━━━━━ Information shown
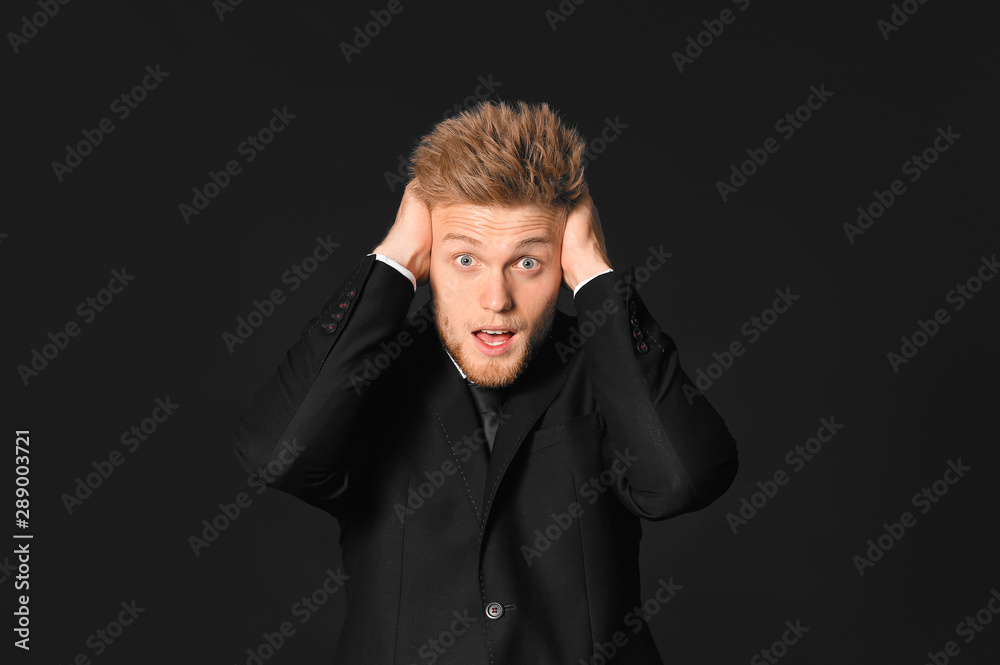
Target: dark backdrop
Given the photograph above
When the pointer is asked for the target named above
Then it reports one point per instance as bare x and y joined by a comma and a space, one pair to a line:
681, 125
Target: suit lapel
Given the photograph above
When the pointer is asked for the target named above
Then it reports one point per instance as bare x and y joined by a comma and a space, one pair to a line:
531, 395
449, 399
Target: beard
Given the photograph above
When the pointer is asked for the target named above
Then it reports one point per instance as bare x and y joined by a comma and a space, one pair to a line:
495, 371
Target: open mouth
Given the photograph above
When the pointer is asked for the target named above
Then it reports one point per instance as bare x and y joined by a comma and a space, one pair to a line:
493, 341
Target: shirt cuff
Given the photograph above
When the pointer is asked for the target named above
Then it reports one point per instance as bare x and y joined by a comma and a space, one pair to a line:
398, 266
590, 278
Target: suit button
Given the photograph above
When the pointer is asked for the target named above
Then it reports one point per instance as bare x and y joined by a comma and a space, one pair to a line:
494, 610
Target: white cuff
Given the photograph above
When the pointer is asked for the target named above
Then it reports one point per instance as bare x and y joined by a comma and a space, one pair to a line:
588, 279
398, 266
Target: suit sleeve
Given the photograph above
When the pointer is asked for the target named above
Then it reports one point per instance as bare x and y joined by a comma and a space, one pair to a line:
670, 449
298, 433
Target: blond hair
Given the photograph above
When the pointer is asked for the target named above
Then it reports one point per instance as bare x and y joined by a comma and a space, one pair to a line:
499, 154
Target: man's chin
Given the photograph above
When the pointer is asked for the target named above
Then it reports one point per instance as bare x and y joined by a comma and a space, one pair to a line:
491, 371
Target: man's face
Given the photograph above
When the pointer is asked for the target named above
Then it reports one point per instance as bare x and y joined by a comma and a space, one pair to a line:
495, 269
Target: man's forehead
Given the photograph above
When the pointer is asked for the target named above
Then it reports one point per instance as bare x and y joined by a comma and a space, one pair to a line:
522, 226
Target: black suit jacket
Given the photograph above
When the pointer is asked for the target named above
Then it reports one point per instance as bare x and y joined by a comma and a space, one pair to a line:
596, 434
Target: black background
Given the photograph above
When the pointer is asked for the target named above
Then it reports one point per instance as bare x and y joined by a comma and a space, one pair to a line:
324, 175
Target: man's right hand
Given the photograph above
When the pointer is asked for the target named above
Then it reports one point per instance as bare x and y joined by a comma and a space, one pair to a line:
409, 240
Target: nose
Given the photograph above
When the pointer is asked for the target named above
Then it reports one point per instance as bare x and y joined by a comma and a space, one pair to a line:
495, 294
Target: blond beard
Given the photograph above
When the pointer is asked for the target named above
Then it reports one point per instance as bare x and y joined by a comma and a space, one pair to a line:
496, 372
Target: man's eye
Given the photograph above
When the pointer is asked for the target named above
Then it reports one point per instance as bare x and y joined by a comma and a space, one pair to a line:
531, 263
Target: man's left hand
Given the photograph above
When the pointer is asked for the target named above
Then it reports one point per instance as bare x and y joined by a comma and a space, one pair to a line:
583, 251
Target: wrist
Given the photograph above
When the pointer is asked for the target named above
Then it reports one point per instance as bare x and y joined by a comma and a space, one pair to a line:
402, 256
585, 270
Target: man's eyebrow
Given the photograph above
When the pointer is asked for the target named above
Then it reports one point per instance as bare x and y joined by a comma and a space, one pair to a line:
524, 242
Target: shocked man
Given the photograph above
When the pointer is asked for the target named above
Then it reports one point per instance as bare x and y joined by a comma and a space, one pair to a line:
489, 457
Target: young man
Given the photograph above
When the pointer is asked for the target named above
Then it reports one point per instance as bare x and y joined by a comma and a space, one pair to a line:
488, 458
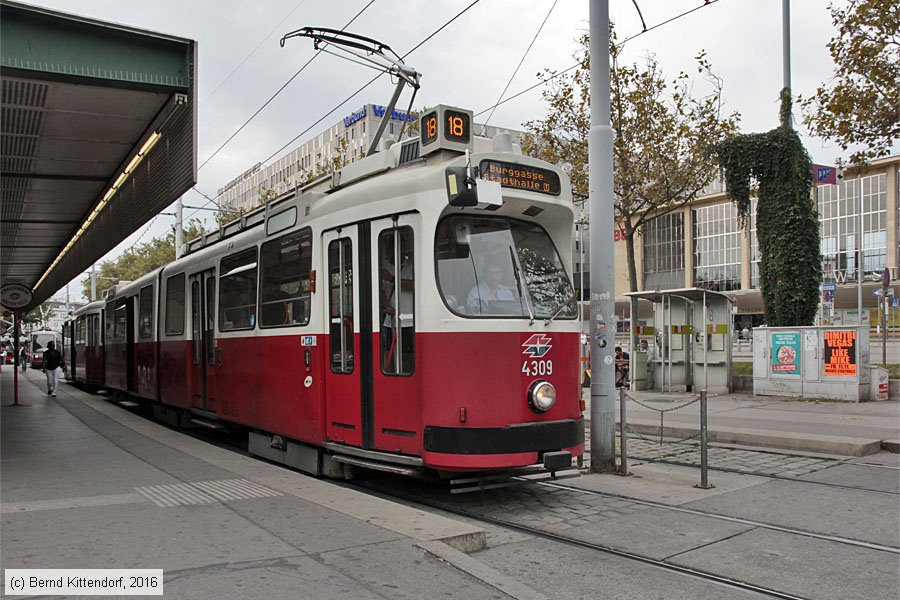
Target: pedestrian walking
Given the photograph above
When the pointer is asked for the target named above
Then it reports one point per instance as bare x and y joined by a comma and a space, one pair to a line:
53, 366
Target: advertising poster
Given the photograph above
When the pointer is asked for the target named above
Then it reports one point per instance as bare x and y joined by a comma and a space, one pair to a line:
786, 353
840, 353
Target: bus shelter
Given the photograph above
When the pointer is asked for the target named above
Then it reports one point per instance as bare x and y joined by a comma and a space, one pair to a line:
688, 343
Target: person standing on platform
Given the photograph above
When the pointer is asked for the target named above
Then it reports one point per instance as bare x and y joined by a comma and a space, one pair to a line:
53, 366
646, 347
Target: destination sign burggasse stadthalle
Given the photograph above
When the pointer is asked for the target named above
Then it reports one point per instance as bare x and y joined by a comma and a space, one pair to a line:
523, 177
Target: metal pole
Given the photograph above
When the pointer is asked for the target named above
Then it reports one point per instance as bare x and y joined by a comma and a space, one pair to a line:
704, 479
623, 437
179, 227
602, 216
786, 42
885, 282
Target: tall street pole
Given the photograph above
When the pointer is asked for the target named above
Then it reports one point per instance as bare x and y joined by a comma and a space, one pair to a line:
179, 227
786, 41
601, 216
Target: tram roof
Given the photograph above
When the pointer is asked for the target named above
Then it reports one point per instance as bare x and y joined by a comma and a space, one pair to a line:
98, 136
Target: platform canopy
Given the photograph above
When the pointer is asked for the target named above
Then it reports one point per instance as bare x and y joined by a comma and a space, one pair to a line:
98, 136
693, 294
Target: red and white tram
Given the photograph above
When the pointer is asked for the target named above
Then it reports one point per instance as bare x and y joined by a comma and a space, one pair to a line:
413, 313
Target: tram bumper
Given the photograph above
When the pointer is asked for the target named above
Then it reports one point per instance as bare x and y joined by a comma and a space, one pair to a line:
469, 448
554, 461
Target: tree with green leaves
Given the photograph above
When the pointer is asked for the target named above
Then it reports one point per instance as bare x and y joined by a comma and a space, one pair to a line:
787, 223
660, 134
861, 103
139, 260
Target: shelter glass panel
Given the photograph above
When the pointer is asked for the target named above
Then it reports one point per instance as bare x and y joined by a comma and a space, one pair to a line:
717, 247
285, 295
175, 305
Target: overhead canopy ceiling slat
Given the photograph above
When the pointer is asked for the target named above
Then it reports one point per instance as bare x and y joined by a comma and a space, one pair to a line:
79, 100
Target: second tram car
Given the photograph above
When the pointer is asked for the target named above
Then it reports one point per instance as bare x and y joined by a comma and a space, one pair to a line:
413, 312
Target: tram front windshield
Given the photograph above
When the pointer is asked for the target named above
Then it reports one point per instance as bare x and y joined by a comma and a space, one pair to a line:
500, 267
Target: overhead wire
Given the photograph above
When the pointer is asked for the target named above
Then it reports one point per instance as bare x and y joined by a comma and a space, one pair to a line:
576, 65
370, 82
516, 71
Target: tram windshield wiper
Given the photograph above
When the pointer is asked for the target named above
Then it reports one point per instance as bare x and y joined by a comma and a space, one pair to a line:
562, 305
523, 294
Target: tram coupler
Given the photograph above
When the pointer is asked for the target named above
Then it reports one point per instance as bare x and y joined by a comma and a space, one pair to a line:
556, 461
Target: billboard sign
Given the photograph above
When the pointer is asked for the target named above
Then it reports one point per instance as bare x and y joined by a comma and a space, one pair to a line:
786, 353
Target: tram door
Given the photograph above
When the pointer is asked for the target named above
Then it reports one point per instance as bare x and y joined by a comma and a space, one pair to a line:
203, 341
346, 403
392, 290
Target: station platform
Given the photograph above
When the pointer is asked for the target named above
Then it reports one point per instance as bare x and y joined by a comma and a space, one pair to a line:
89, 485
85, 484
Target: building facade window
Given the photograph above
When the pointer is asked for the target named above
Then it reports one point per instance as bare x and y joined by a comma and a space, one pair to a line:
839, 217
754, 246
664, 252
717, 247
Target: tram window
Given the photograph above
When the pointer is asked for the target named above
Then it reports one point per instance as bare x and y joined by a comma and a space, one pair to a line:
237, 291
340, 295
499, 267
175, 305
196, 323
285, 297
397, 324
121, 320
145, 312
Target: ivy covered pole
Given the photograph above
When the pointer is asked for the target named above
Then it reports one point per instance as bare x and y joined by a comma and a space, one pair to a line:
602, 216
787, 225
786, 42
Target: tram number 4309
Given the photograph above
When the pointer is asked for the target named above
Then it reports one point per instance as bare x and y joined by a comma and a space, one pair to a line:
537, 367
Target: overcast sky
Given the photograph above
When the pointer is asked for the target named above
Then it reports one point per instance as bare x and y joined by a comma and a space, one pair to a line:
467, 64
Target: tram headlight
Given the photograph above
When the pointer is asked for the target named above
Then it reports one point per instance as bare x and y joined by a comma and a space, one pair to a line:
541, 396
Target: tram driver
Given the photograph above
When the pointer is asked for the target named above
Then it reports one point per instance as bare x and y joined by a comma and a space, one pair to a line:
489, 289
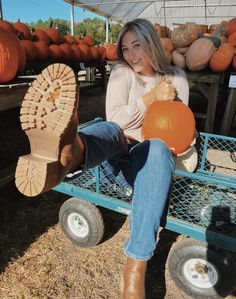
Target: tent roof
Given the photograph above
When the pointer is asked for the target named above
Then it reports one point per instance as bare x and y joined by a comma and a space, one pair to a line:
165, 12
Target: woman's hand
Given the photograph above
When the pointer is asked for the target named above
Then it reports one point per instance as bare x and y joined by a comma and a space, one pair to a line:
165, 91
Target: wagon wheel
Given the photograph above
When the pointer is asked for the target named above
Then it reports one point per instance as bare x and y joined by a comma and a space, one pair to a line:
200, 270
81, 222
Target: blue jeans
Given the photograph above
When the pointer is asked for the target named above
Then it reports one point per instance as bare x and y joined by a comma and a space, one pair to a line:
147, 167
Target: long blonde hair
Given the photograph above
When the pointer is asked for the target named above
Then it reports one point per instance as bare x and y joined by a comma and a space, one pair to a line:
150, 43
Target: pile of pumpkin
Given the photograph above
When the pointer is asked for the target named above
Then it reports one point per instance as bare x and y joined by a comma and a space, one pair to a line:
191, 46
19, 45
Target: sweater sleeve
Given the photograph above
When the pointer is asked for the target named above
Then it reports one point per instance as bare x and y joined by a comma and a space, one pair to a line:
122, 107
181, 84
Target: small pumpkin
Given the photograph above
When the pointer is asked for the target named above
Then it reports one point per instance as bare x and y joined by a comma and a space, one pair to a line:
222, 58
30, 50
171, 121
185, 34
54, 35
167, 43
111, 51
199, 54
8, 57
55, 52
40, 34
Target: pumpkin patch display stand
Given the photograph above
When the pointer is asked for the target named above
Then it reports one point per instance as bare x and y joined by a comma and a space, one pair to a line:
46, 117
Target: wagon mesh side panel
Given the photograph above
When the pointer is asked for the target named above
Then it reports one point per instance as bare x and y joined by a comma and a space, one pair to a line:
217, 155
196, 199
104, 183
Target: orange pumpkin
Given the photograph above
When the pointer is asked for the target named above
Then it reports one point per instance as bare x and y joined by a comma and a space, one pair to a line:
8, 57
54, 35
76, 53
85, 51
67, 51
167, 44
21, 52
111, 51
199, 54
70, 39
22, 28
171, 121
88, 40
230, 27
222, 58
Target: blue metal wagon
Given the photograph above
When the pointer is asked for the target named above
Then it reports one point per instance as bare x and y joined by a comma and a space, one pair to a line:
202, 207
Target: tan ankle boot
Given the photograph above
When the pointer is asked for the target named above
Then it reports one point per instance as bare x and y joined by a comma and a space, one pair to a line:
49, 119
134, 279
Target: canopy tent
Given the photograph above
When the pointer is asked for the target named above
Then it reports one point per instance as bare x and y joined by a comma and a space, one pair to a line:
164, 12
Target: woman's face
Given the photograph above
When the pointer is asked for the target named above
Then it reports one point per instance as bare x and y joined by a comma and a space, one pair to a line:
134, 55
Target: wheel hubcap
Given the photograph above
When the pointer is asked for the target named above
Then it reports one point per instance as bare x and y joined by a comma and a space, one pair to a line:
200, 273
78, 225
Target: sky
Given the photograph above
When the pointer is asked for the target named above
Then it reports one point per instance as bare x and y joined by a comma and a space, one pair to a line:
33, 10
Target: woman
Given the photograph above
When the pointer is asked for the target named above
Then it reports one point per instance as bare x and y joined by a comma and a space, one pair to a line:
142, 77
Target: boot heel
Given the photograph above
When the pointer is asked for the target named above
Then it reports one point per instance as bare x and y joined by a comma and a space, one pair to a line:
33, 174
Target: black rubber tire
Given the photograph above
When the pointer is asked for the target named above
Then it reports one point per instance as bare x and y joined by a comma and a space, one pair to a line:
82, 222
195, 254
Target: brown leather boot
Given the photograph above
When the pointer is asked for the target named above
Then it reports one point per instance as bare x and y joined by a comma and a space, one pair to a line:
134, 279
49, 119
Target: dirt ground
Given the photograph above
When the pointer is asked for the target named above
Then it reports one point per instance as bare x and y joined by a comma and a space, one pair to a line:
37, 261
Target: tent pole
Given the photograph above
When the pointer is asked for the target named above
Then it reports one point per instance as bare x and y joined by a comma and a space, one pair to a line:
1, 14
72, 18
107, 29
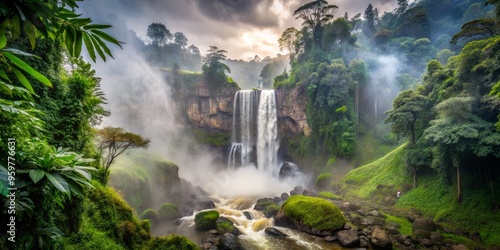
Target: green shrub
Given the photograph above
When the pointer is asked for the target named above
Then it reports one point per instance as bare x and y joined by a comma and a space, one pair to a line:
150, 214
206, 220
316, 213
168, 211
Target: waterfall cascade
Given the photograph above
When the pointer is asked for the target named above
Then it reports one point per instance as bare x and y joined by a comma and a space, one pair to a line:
━━━━━━━━━━
Short problem: Set down exactly, from the line that contains "Target: black rubber tire" through the last line of the data, each line as it stands, and leave the pictures out.

Written answer:
Target: black rubber tire
Given the photograph above
When the pointer is asked for the target named above
Then it reports one point per instance as bare x and y joined by a comma and a space, one pair to a line:
82, 222
195, 254
Target: brown leather boot
Given the photograph above
When the pointer is asked for the target named above
Then it reports one point per instance as bare x and y joined by a comma and a space, one pair to a line:
134, 279
49, 119
Target: dirt ground
Given the photograph above
When the pointer is asked for the target named above
Then it reports one point per instance as bare x and y joined by a comma and a space, one pair to a line:
37, 261
Target: tent pole
Given the photograph above
When the pointer is asked for the target named above
Then it reports one point per instance as bare x and y joined by a comma and a space, one pair to a line:
1, 14
72, 18
107, 29
Target: green shrub
Given the photograph above
When the pointer is asked for the target named above
Then it reports one point per instance as bare x and y joined by a comma and a space, one pair to a line:
150, 214
206, 220
316, 213
168, 211
Target: waterfall cascade
Given the photograph above
When the pointer is asked for the target named above
Then it reports one point per instance as bare x and y joined by a comma and a space, one pair to a line:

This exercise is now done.